### Reading passage
▽

Disruptive tech: The AI, genetic and bioactive research guiding supplement development

By Claudia Adrien

- Last updated on GMT

Less than .1% of the plant secondary metabolites have actually been annotated, which provides a huge untapped opportunity, said Swati Kalgaonkar, Brightseed.
Less than .1% of the plant secondary metabolites have actually been annotated, which provides a huge untapped opportunity, said Swati Kalgaonkar, Brightseed.

Related tags Technology AI bioactives

Technologies presented at this year’s Sports and Active Nutrition Summit tackled a range of personalized nutrition needs, addressing everything from hydration to bioactives. Researchers spoke during the talk: ‘Disruptive Tech—From Nutrigenomics to AI for Ingredient Innovation.'

Brian Bender, co-founder at Intake Health, spoke about InFlow, his company’s urinal-based test that measures hydration​. The test is currently used by nearly half of all male U.S. professional sports teams to improve team hydration immediately. Intake Health is also developing a test for women.     

“By the time you're thirsty, you're already dehydrated, most likely,” Bender said. “And there's other challenges, such as there's variability in when thirst occurs from person to person.”

People can drink small amounts of water, and it satiates that thirst sensation. But as more fluid enters the body, there’s a cascade of hormones to help the body maintain the fluids it already has. Kidneys reabsorb that water.

△

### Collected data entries
▽

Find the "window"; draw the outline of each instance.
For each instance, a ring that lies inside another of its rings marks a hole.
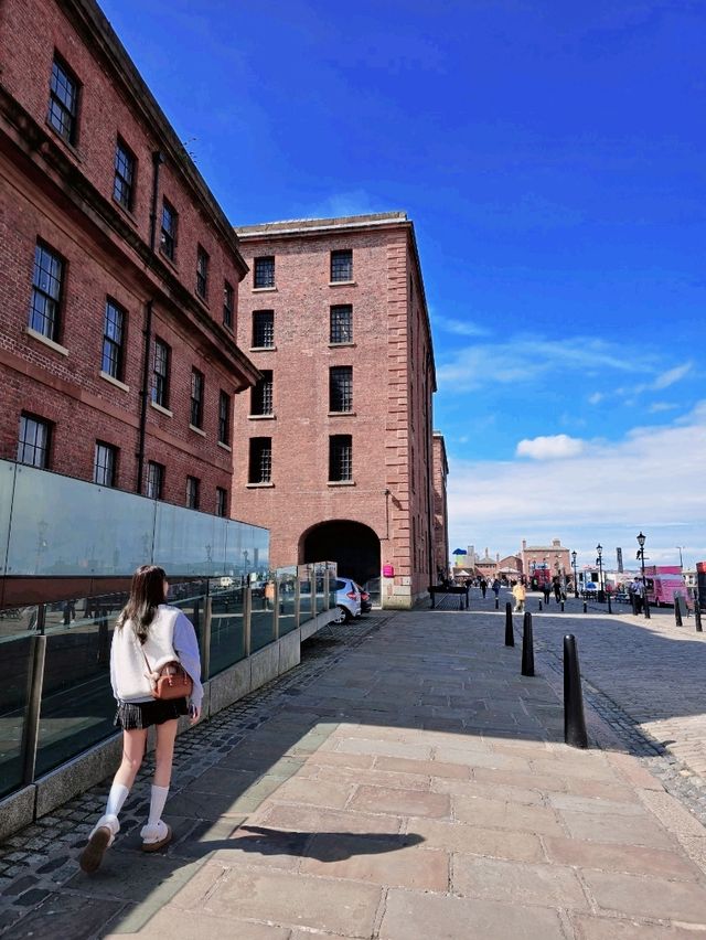
[[[252,415],[272,414],[272,371],[270,368],[264,368],[261,372],[263,377],[250,392]]]
[[[272,478],[271,437],[250,438],[249,483],[269,483]]]
[[[68,66],[54,60],[50,83],[47,119],[68,143],[76,142],[78,118],[78,81]]]
[[[50,248],[38,243],[34,248],[30,327],[55,342],[58,340],[61,325],[63,279],[63,260]]]
[[[191,370],[191,417],[190,421],[195,428],[203,427],[203,373],[197,368]]]
[[[235,293],[228,281],[223,284],[223,325],[233,329],[233,311],[235,308]]]
[[[208,253],[201,245],[196,252],[196,293],[202,300],[208,297]]]
[[[329,370],[329,410],[353,410],[353,366],[335,365]]]
[[[275,287],[275,256],[255,258],[255,287]]]
[[[345,303],[331,308],[331,343],[353,342],[353,308]]]
[[[106,321],[103,328],[103,357],[100,368],[113,378],[122,378],[125,313],[118,305],[106,301]]]
[[[186,477],[186,508],[199,509],[199,489],[201,481],[197,477]]]
[[[329,480],[338,483],[353,479],[353,438],[336,434],[329,438]]]
[[[164,490],[164,467],[153,460],[147,464],[147,498],[161,500]]]
[[[218,395],[218,440],[231,444],[231,396],[223,389]]]
[[[52,425],[50,421],[34,415],[22,414],[18,439],[18,462],[46,470],[51,439]]]
[[[100,487],[115,487],[115,471],[118,463],[118,449],[110,444],[96,441],[96,456],[93,461],[93,481]]]
[[[154,340],[154,366],[152,371],[152,402],[169,407],[169,359],[170,349],[162,340]]]
[[[225,516],[228,514],[228,491],[223,487],[216,487],[216,515]]]
[[[167,202],[167,200],[162,203],[162,232],[160,235],[160,248],[163,255],[170,259],[170,261],[174,260],[174,253],[176,249],[176,225],[179,222],[179,215],[176,214],[176,210],[173,205]]]
[[[256,310],[253,313],[253,346],[271,349],[275,345],[275,311]]]
[[[132,184],[135,181],[135,154],[125,141],[118,137],[115,148],[115,180],[113,181],[113,199],[124,209],[132,209]]]
[[[353,252],[331,252],[331,280],[353,280]]]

△

### Questions to answer
1. Answer these questions from the article on disruptive tech in supplement development:
(a) What company did Brian Bender co-found?
(b) About what share of all male U.S. professional sports teams use the InFlow test?
(c) What do the kidneys do as more fluid enters the body?
2. Extend the article on disruptive tech in supplement development, picking up after its last sentence.
The records aren't needed for this work.

### Responses to the exercise
1.
(a) Intake Health
(b) Nearly half
(c) They reabsorb that water.

2.
“When you’re working hard during the day and it’s hot and humid, your urine becomes darker,” Bender said. “Your kidneys are reabsorbing water, and it becomes more concentrated, which leads us to measuring hydration status.”

InFlow works by being placed in a urinal. Once the inserted cup is full of urine, it gives users a red, yellow or green result to indicate various levels of dehydration. There is also a female version of InFlow in the works, Bender said. As for the future, Intake Health plans to go beyond hydration analysis and create tests that can also detect supplements, or lack thereof, in urine. 


Other companies are keenly focused on nutrigenomics, the interface between nutrition and genetic makeup. It’s about determining which supplements are right for individuals based on their genetics.

“One of the goals of research in this area is to try to figure out how we can use genetic testing to understand why some people respond differently from others to the same foods, beverages and supplements that they consume,” said Ahmed El-Sohemy, chief science officer at Nutrigenomix.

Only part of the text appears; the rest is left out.